DATA SECTION
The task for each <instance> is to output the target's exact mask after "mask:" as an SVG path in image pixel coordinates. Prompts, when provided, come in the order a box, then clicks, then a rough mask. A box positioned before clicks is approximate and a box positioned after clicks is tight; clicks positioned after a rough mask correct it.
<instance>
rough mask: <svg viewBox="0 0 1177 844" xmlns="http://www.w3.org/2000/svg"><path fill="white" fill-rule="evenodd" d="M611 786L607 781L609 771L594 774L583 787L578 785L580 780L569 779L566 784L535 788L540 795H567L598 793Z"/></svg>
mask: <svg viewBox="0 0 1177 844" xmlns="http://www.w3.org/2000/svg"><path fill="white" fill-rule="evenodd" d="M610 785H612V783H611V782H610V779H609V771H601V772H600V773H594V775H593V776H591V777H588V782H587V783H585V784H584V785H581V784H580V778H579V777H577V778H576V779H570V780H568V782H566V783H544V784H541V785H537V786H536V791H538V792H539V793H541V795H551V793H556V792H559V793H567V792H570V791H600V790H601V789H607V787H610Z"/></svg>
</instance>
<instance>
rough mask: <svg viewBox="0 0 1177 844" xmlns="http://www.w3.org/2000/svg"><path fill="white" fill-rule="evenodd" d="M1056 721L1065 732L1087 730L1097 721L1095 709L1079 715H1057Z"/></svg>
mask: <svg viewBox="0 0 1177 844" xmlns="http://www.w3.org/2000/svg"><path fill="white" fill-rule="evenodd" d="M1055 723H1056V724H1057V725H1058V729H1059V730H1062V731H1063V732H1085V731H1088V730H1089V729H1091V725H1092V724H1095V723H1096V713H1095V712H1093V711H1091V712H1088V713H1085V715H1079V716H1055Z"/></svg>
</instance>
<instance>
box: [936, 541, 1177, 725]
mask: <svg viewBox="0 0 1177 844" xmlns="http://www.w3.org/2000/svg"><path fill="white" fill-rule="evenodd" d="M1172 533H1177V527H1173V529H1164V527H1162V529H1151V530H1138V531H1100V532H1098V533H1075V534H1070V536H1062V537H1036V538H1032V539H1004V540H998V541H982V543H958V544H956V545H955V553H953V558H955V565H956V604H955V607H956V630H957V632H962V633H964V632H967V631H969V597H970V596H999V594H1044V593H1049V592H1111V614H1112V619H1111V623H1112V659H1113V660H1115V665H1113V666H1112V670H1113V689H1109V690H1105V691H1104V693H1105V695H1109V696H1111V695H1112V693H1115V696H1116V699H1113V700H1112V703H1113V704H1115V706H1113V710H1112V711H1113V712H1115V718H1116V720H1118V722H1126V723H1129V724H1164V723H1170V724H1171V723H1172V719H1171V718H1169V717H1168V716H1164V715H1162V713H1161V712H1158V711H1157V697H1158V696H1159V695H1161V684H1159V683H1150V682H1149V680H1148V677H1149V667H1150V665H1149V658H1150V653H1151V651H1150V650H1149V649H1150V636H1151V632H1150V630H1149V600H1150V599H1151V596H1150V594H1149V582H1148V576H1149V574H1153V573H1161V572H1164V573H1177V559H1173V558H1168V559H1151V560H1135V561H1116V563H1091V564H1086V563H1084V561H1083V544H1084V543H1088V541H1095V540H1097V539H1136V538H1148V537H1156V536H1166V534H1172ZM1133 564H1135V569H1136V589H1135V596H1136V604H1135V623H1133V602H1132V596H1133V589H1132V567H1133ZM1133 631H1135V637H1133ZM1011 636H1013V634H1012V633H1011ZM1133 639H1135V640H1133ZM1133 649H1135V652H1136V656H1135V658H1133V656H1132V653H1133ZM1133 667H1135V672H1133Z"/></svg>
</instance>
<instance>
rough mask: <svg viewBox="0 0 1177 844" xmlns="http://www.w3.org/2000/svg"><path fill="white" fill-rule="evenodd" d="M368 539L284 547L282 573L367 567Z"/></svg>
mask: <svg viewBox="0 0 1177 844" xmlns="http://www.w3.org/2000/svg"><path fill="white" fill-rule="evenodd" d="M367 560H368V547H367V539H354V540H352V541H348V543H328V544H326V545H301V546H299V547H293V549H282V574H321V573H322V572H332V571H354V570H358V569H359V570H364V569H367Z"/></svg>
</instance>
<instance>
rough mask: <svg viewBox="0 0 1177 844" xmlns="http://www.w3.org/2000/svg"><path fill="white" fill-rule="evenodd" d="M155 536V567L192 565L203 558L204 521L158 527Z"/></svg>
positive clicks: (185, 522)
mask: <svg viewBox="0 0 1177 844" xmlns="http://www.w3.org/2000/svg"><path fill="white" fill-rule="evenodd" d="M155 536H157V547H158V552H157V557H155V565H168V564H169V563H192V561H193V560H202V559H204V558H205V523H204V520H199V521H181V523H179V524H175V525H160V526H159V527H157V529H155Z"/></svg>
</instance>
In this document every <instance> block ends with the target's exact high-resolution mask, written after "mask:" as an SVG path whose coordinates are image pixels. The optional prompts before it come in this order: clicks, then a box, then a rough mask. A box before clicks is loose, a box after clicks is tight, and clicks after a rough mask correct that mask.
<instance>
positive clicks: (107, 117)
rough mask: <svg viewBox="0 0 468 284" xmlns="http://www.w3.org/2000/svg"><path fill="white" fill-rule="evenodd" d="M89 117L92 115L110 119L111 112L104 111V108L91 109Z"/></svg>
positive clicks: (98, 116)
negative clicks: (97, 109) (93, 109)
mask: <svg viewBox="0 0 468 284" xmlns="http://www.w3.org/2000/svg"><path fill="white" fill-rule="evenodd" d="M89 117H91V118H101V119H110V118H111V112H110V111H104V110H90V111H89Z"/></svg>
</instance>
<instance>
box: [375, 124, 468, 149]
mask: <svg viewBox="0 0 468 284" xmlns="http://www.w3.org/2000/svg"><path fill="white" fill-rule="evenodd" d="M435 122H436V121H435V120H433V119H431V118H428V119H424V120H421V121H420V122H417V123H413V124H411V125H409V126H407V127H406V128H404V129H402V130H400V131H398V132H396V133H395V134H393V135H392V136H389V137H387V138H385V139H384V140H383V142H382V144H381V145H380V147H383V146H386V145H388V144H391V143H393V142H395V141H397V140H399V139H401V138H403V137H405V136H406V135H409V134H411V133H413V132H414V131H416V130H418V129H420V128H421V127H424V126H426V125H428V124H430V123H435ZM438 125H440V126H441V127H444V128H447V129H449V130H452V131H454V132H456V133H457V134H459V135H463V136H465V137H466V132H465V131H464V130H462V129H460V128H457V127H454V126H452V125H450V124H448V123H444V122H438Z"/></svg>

TASK STATEMENT
Transcribe the full listing exactly, keeping every word as it is.

ANSWER BOX
The task for each <instance> is to output the target's exact mask after "mask:" as an SVG path in image pixel coordinates. Prompts, when provided, come in the order a box, then clicks, then a rough mask. A box positioned before clicks is approximate and a box positioned after clicks is tight; clicks positioned after a rough mask correct it.
<instance>
rough mask: <svg viewBox="0 0 1177 844" xmlns="http://www.w3.org/2000/svg"><path fill="white" fill-rule="evenodd" d="M611 786L607 781L609 771L594 774L583 787L578 785L580 780L569 779L566 784L535 788L540 795H567L598 793Z"/></svg>
mask: <svg viewBox="0 0 1177 844" xmlns="http://www.w3.org/2000/svg"><path fill="white" fill-rule="evenodd" d="M610 785H612V783H611V782H610V779H609V771H601V772H600V773H594V775H593V776H591V777H588V782H587V783H585V784H584V785H581V784H580V778H579V777H577V778H576V779H570V780H568V782H566V783H544V784H541V785H537V786H536V791H538V792H539V793H541V795H551V793H556V792H559V793H567V792H570V791H600V790H601V789H607V787H610Z"/></svg>
</instance>
<instance>
rough mask: <svg viewBox="0 0 1177 844" xmlns="http://www.w3.org/2000/svg"><path fill="white" fill-rule="evenodd" d="M1056 721L1065 732L1087 730L1097 721L1095 709L1079 715H1057Z"/></svg>
mask: <svg viewBox="0 0 1177 844" xmlns="http://www.w3.org/2000/svg"><path fill="white" fill-rule="evenodd" d="M1055 723H1056V724H1057V725H1058V729H1059V730H1062V731H1063V732H1085V731H1088V730H1089V729H1091V725H1092V724H1095V723H1096V713H1095V712H1093V711H1091V712H1088V713H1085V715H1079V716H1055Z"/></svg>
</instance>
<instance>
box: [936, 541, 1177, 725]
mask: <svg viewBox="0 0 1177 844" xmlns="http://www.w3.org/2000/svg"><path fill="white" fill-rule="evenodd" d="M1172 533H1177V527H1173V529H1164V527H1162V529H1151V530H1138V531H1100V532H1098V533H1075V534H1070V536H1062V537H1036V538H1032V539H1004V540H998V541H982V543H958V544H956V545H955V553H953V558H955V565H956V604H955V607H956V630H957V632H962V633H964V632H967V631H969V597H970V596H999V594H1044V593H1049V592H1111V614H1112V619H1111V623H1112V659H1113V660H1115V665H1113V666H1112V670H1113V689H1109V690H1105V691H1104V693H1105V695H1109V696H1111V695H1112V693H1115V696H1116V699H1113V700H1112V703H1113V704H1115V706H1113V710H1112V711H1113V712H1115V718H1116V720H1118V722H1126V723H1129V724H1164V723H1170V724H1171V723H1172V719H1171V718H1169V717H1168V716H1164V715H1162V713H1161V712H1158V711H1157V697H1158V696H1159V695H1161V684H1159V683H1150V682H1149V680H1148V677H1149V667H1150V665H1149V658H1150V653H1151V651H1150V650H1149V649H1150V636H1151V632H1150V630H1149V600H1150V599H1151V596H1150V594H1149V582H1148V576H1149V574H1153V573H1161V572H1164V573H1177V559H1173V558H1168V559H1151V560H1135V561H1116V563H1091V564H1086V563H1084V561H1083V544H1084V543H1088V541H1095V540H1097V539H1136V538H1148V537H1156V536H1166V534H1172ZM1133 564H1135V569H1136V589H1135V596H1136V604H1135V623H1133V602H1132V596H1133V589H1132V567H1133ZM1133 631H1135V637H1133ZM1011 636H1013V634H1012V633H1011ZM1133 639H1135V640H1133ZM1133 649H1135V652H1136V656H1135V658H1133V656H1132V653H1133ZM1133 667H1135V672H1133Z"/></svg>
</instance>
<instance>
rough mask: <svg viewBox="0 0 1177 844" xmlns="http://www.w3.org/2000/svg"><path fill="white" fill-rule="evenodd" d="M368 539L284 547L282 573L367 567Z"/></svg>
mask: <svg viewBox="0 0 1177 844" xmlns="http://www.w3.org/2000/svg"><path fill="white" fill-rule="evenodd" d="M367 560H368V547H367V539H354V540H352V541H348V543H328V544H326V545H301V546H299V547H293V549H282V574H321V573H322V572H332V571H354V570H358V569H359V570H364V569H367Z"/></svg>
</instance>
<instance>
rough mask: <svg viewBox="0 0 1177 844" xmlns="http://www.w3.org/2000/svg"><path fill="white" fill-rule="evenodd" d="M155 536V567L192 565L203 558L204 521L158 527Z"/></svg>
positive clicks: (185, 522)
mask: <svg viewBox="0 0 1177 844" xmlns="http://www.w3.org/2000/svg"><path fill="white" fill-rule="evenodd" d="M155 536H157V547H158V552H157V557H155V565H168V564H169V563H192V561H193V560H202V559H204V558H205V523H204V520H199V521H181V523H179V524H175V525H160V526H159V527H157V529H155Z"/></svg>
</instance>
In this document every <instance> block ends with the target's exact high-resolution mask, written after "mask:" as an SVG path whose coordinates are image pixels. The optional prompts before it come in this order: clicks, then a box, then a rough mask. A box before clicks is loose, a box after clicks is tight, and clicks after a rough mask correct that mask.
<instance>
positive clicks: (107, 117)
rough mask: <svg viewBox="0 0 468 284" xmlns="http://www.w3.org/2000/svg"><path fill="white" fill-rule="evenodd" d="M89 117L92 115L110 119L111 112L104 111V108L91 109Z"/></svg>
positive clicks: (98, 116)
negative clicks: (97, 109) (93, 109)
mask: <svg viewBox="0 0 468 284" xmlns="http://www.w3.org/2000/svg"><path fill="white" fill-rule="evenodd" d="M89 117H91V118H101V119H110V118H111V112H110V111H104V110H90V111H89Z"/></svg>
</instance>
<instance>
box: [375, 124, 468, 149]
mask: <svg viewBox="0 0 468 284" xmlns="http://www.w3.org/2000/svg"><path fill="white" fill-rule="evenodd" d="M435 122H436V121H435V120H433V119H431V118H428V119H424V120H421V121H420V122H417V123H413V124H411V125H409V126H407V127H406V128H404V129H402V130H400V131H398V132H396V133H395V134H393V135H392V136H389V137H387V138H385V139H384V140H383V142H382V144H381V145H380V147H383V146H386V145H388V144H391V143H393V142H395V141H397V140H399V139H401V138H403V137H405V136H406V135H409V134H411V133H413V132H414V131H416V130H418V129H420V128H421V127H424V126H426V125H428V124H430V123H435ZM438 125H440V126H441V127H444V128H447V129H449V130H452V131H454V132H456V133H457V134H459V135H463V136H465V137H466V132H465V131H464V130H462V129H460V128H457V127H454V126H452V125H450V124H448V123H444V122H438Z"/></svg>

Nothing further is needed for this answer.